__Your instructions__: Please transcribe, exactly, the line that contains "Spot the bush" and every line after it to the end of the records, and nothing else.

(Stored data entries)
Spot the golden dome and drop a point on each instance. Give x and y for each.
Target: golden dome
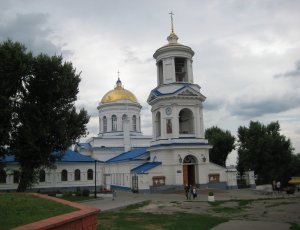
(117, 94)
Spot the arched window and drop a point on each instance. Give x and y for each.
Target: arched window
(169, 126)
(114, 123)
(186, 122)
(157, 124)
(42, 176)
(64, 175)
(124, 119)
(134, 123)
(16, 176)
(90, 174)
(104, 124)
(2, 176)
(77, 174)
(190, 159)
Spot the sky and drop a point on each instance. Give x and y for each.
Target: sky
(247, 52)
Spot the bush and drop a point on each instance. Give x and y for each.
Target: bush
(86, 192)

__Exercise response__:
Spot the bush and drop a point on each instance. Give x and y for each.
Target: bush
(86, 192)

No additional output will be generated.